## What is expected
If a line in the material below has the string "white", copy it out.

[Data for analysis]

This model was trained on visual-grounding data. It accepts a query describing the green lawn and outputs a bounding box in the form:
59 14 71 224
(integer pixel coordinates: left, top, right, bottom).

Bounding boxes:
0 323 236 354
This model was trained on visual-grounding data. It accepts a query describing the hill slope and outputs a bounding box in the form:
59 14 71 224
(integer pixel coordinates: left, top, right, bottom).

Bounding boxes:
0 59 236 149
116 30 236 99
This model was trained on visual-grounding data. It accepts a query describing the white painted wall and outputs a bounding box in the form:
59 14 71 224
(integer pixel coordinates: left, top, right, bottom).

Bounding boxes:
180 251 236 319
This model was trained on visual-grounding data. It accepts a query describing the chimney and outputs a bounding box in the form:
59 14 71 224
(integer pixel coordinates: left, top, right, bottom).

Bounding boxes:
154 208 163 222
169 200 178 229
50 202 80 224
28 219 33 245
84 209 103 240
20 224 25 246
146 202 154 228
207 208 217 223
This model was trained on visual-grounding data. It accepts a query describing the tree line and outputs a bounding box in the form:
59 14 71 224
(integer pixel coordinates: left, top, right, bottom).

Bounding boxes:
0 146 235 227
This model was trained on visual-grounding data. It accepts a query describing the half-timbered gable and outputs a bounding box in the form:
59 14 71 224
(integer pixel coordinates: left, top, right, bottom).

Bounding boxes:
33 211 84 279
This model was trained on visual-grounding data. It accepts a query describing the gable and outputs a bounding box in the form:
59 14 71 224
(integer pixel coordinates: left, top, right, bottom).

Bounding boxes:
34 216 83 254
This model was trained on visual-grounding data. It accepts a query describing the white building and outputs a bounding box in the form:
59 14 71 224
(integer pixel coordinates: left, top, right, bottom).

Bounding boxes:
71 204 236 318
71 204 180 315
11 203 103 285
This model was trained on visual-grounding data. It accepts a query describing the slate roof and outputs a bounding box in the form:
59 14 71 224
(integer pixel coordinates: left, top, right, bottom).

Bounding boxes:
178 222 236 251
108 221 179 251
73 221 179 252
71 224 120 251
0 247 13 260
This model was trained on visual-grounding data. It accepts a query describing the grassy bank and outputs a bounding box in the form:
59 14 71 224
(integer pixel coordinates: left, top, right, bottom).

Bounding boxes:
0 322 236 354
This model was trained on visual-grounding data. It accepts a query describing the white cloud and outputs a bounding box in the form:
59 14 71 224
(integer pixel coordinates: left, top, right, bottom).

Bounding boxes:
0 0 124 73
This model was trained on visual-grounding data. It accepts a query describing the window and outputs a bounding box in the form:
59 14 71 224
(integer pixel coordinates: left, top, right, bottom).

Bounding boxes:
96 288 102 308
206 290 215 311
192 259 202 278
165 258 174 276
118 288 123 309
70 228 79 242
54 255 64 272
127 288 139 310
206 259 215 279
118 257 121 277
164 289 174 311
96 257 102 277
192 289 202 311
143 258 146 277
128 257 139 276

[/Data for analysis]

## Expected answer
This model was trained on visual-grounding data. It accepts a query describing the white painted wall and outputs a bounding box in the form:
This model was trained on visual-grounding data. It accepts a query describing the white building and outputs a bounding box in the form:
This model was trained on visual-grounding data. It accepts a query describing the white cloud and outputs a bounding box in the form:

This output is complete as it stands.